- _Required work_
a – According to the passage on the permanent income hypothesis, who formalized the theory in a rational expectations model?
b – Write out the passage on the permanent income hypothesis word for word, from "The permanent income" to "changes in consumption.".
c – Based on the passage on the permanent income hypothesis, explain how Friedman's predictions differed from the traditional Keynesian view.

- _Excerpt to read_
####################
The permanent income hypothesis (PIH) is a model in the field of economics to explain the formation of consumption patterns. It suggests consumption patterns are formed from future expectations and consumption smoothing. The theory was developed by Milton Friedman and published in his A Theory of Consumption Function, published in 1957 and subsequently formalized by Robert Hall in a rational expectations model. Originally applied to consumption and income, the process of future expectations is thought to influence other phenomena. In its simplest form, the hypothesis states changes in permanent income (human capital, property, assets), rather than changes in temporary income (unexpected income), are what drive changes in consumption.
The formation of consumption patterns opposite to predictions was an outstanding problem faced by the Keynesian orthodoxy. Friedman's predictions of consumption smoothing, where people spread out transitory changes in income over time, departed from the traditional Keynesian emphasis on a higher marginal propensity to consume out of current income.
####################
- _Record list_
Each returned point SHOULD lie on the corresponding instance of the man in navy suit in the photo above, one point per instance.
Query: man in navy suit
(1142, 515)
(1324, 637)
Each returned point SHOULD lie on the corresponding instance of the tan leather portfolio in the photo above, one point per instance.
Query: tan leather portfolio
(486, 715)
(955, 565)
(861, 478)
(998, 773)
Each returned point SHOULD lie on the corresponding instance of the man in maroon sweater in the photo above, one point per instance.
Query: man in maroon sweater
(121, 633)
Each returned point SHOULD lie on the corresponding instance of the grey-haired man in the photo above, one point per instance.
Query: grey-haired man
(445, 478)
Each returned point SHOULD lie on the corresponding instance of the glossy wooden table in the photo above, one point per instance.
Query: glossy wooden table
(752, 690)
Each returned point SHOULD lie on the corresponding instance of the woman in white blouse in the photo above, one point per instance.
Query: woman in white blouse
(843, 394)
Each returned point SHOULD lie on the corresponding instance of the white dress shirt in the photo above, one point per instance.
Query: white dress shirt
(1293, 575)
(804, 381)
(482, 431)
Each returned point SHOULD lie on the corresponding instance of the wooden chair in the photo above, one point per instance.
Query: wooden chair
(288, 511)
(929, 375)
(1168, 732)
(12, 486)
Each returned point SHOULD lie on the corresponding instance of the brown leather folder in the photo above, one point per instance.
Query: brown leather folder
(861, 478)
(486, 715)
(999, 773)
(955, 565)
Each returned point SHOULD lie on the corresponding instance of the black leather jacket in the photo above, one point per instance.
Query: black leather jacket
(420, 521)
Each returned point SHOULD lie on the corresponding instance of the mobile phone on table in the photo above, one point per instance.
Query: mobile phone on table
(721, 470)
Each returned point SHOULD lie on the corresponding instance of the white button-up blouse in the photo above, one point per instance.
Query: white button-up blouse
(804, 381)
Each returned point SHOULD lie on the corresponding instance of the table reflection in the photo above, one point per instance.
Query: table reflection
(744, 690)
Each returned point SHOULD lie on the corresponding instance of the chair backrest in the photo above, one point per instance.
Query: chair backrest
####################
- _Answers_
a – Robert Hall

b –
The permanent income hypothesis (PIH) is a model in the field of economics to explain the formation of consumption patterns. It suggests consumption patterns are formed from future expectations and consumption smoothing. The theory was developed by Milton Friedman and published in his A Theory of Consumption Function, published in 1957 and subsequently formalized by Robert Hall in a rational expectations model. Originally applied to consumption and income, the process of future expectations is thought to influence other phenomena. In its simplest form, the hypothesis states changes in permanent income (human capital, property, assets), rather than changes in temporary income (unexpected income), are what drive changes in consumption.

c – Friedman predicted consumption smoothing, in which people spread out transitory changes in income over time. This departed from the traditional Keynesian emphasis on a higher marginal propensity to consume out of current income.